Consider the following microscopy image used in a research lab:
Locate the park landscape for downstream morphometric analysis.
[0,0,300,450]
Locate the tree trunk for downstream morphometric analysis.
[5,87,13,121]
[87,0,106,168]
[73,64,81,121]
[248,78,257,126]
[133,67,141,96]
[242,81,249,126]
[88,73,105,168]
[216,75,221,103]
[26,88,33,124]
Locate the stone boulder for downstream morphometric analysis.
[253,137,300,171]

Problem to work on: Copy these records line for line, with nothing changed.

Response below:
Consider the following microscopy image used in a research lab:
Locate the park landscape for downstream morphometric analysis.
[0,0,300,450]
Locate the tree trunk for downstream morphometric analysis.
[5,87,13,121]
[87,0,106,168]
[73,64,81,121]
[248,78,257,126]
[133,67,141,96]
[242,81,249,126]
[88,73,105,168]
[216,75,221,103]
[26,88,33,124]
Locate the stone boulder for downstream morphometric analysis.
[253,137,300,171]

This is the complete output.